--- How to complete this task ---
In the answer, each line must appear exactly as in the records, and no picture may appear.
(Record extracts)
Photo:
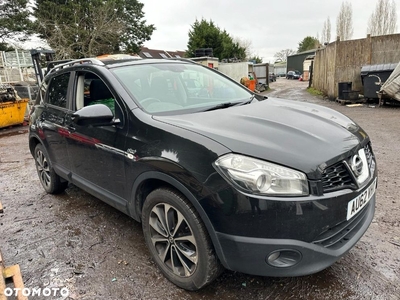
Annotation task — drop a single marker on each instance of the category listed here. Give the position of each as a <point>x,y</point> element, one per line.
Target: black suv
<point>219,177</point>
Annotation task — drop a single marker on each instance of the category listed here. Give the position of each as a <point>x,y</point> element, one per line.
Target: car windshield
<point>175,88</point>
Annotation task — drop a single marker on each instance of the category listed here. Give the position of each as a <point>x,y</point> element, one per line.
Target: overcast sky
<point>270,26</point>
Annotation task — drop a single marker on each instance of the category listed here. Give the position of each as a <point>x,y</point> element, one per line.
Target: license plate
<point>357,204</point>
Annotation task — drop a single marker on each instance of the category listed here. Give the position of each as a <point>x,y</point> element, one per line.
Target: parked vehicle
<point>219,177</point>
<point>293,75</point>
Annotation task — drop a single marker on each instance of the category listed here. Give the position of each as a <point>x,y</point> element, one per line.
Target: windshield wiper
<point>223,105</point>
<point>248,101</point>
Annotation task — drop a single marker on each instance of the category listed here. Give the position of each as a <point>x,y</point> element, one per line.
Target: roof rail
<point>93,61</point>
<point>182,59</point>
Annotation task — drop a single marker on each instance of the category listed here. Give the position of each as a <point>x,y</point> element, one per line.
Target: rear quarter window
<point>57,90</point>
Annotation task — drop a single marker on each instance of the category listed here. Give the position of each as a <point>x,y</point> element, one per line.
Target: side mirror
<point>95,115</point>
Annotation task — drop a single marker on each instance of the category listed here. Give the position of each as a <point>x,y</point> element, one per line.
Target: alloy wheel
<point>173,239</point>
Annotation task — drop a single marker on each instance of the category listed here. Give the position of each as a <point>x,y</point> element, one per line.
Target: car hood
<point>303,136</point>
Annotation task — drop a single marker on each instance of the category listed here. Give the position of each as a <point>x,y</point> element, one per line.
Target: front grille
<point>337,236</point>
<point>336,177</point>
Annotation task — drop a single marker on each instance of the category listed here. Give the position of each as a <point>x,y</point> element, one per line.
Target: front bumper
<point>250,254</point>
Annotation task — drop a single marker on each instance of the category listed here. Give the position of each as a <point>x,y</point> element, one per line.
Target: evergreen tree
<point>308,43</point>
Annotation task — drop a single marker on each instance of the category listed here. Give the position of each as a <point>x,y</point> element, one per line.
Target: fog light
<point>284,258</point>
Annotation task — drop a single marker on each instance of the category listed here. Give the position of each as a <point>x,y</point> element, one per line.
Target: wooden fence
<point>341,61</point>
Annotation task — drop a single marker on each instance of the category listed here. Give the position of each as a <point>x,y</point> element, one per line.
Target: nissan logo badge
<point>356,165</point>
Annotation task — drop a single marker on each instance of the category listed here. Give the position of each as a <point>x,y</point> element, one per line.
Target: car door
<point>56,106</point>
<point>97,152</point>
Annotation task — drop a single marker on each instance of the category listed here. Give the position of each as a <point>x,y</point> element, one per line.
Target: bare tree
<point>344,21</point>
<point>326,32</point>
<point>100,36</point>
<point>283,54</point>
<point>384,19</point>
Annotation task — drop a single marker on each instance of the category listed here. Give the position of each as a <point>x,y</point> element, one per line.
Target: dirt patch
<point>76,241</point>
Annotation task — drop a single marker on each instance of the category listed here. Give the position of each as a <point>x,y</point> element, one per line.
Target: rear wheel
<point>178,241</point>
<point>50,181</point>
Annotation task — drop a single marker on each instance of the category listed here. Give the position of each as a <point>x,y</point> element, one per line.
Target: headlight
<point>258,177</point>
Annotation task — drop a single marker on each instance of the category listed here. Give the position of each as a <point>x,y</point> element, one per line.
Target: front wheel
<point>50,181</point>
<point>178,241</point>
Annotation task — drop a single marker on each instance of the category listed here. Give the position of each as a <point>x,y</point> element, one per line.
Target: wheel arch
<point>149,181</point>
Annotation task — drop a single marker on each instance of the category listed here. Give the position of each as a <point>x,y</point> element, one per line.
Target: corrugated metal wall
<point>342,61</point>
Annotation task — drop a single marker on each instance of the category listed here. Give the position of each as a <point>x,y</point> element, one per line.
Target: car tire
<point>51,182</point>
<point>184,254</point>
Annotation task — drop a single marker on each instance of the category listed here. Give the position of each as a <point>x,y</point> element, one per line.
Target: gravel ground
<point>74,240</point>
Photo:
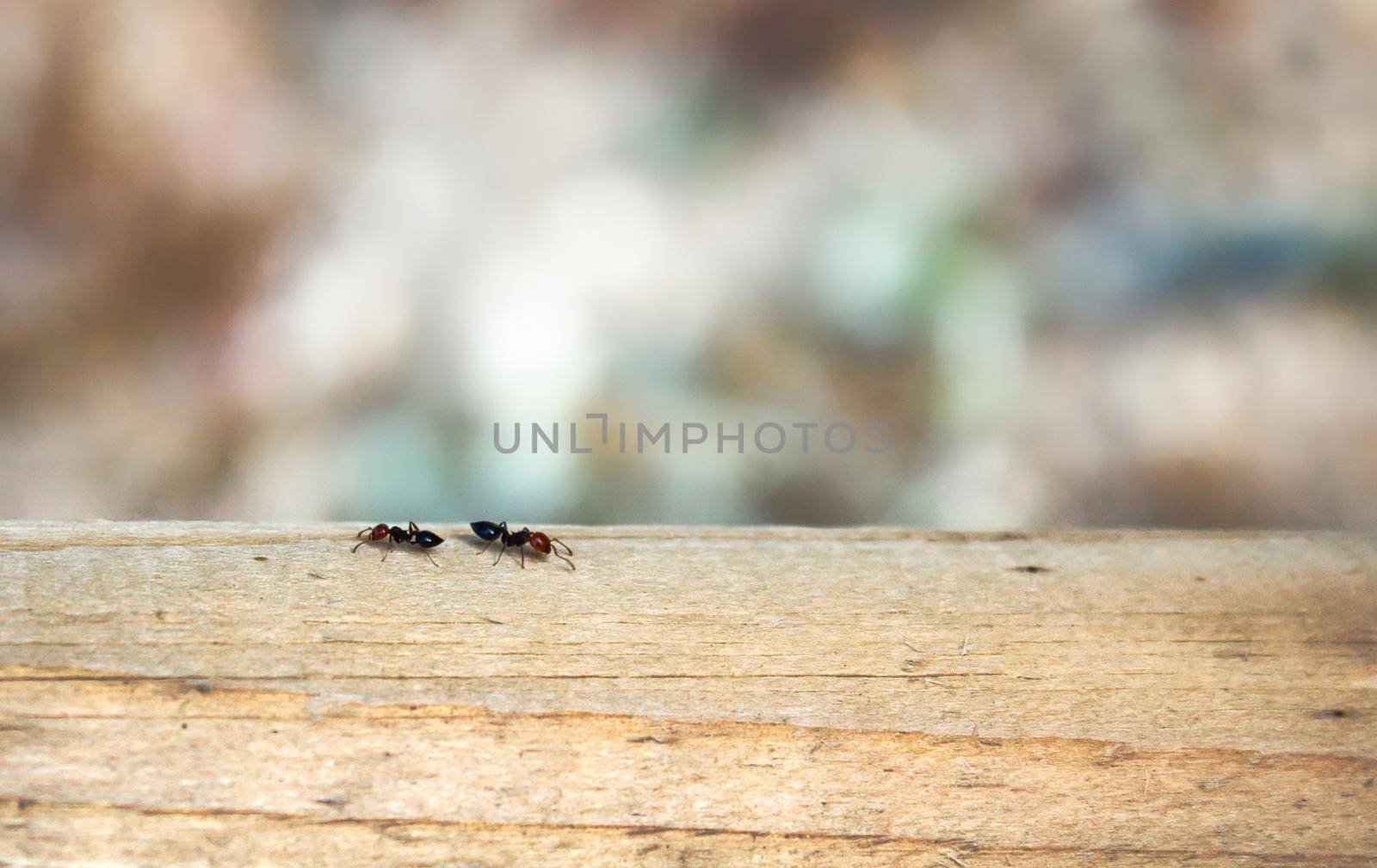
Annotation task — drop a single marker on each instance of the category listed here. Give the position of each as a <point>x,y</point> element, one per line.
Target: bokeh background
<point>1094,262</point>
(End Record extracts)
--- Task response ---
Photo:
Annotation task — drop a single marker on each instance of the category listed here. Give the position of each as a <point>x,y</point> element, one per line.
Target: black suv
<point>219,177</point>
Annotation task — drop a single marker on each instance of the category listed here. Give the position of each as a <point>x,y</point> element, one per line.
Target: car windshield
<point>175,88</point>
Annotation task — drop a single marker on each instance of the category listed here. Give the position of each as a <point>x,y</point> element, one per line.
Target: overcast sky
<point>270,26</point>
Annotation task — drop a single marker on each instance of the category listed here. Give the position of each as a <point>x,y</point> element, one per line.
Target: license plate
<point>357,204</point>
Annotation task — drop a single marker on each instance of the category listed here. Give the position of each as a <point>x,y</point> element, one per line.
Target: parked vehicle
<point>219,177</point>
<point>293,75</point>
Annotation task — drop a single marker on each instance of the category listed here. Give the position of each as a <point>x,y</point> element, one per line.
Target: windshield wiper
<point>223,105</point>
<point>248,101</point>
Annotation task — drop a single marker on each instance of the category listed here. Give the position of each as a <point>x,y</point> element, one per line.
Target: roof rail
<point>93,61</point>
<point>182,59</point>
Annotation task — drop a single marker on each instance of the category listed here. Give the position of each as a <point>x,y</point> element, one per line.
Target: rear quarter window
<point>57,90</point>
Annotation task — drop a single marker on each instance of the category listed here. Give the position of each as a <point>x,y</point> element, one per line.
Target: side mirror
<point>95,115</point>
Annotation task — drop a single marker on each instance of the category listed here. Give the position of each as a <point>x,y</point> element, one per line.
Target: alloy wheel
<point>173,239</point>
Annotation task — drop a single marker on each instance of the category listed here. Give the position of each as a <point>x,y</point> element, one per line.
Target: car hood
<point>303,136</point>
Annotation task — drop a single marker on each instance of the category listed here. Give the position of each as a <point>x,y</point> element, one per line.
Target: front grille
<point>337,236</point>
<point>336,177</point>
Annotation task — drop a single marker on each instance of the category listed here. Give the position of each as a <point>x,y</point> element, one per line.
Target: front bumper
<point>250,254</point>
Annotation task — drop a single marker on each instance of the category listed here. Give the position of each as a <point>x,y</point> element, one per line.
Target: evergreen tree
<point>308,43</point>
Annotation task — drop a single marker on each instance of the category listed here. Give the position of each as a <point>x,y</point> element, one per line.
Target: fog light
<point>284,258</point>
Annotation task — drop a single marker on each instance of the category listed here. Give the position of each as a <point>x,y</point> element, one per line.
Target: wooden fence
<point>341,61</point>
Annotation task — drop a single marker on each instance of the category listed here. Give the position of each as a <point>x,y</point> element, one per line.
Target: nissan logo badge
<point>356,165</point>
Annotation task — drop a single marker on each instance of the category listed here. Give the position of each as a <point>x,y</point> element, one per line.
Target: car door
<point>56,106</point>
<point>97,152</point>
Annotation task — drop a single marker on each instance of the category listed here. Give the position of each as a <point>x,y</point> element, one per line.
Target: bare tree
<point>344,21</point>
<point>326,32</point>
<point>100,36</point>
<point>283,54</point>
<point>384,19</point>
Annotation task — drop a single marker on each instance of the category listed here. Give the position of each as a <point>x,y</point> element, one per line.
Target: dirt patch
<point>76,241</point>
Annotation task — drop a single marker on each instance of the category listed here. Give the position of each as a <point>x,y</point> element, one per line.
Target: rear wheel
<point>178,241</point>
<point>50,181</point>
Annotation task — drop a single marker on each instance of the category listed here. Give the position of each as a <point>x,y</point> element, one per line.
Target: headlight
<point>258,177</point>
Annotation task — drop a single marker on each instance of the category listed here. Give the position of each as a <point>x,y</point> element, one per line.
Target: front wheel
<point>50,181</point>
<point>178,241</point>
Annotation task — drop a single marker on each instance of the category listed here. Give the position of each as a <point>x,y</point> element, one per line.
Target: wheel arch
<point>149,181</point>
Annotation task — drop a single marker on each instance of the category listed here. Give the position of each as a <point>x,y</point> element, one per line.
Target: corrugated metal wall
<point>342,61</point>
Annotation task — drop a single marker on each instance of the category listed here. Give the position of each as a <point>x,y</point> element, one per line.
Target: car tire
<point>51,182</point>
<point>184,254</point>
Annotation task — drop a single marker on each instance of the category listed here. Give the position of each as a <point>x,y</point> element, one per line.
Target: gravel ground
<point>74,240</point>
Photo:
Annotation task — drop a single marker on each instance of the category listed here. Give the position of each as a <point>x,y</point> element, one per line.
Target: bokeh background
<point>1094,262</point>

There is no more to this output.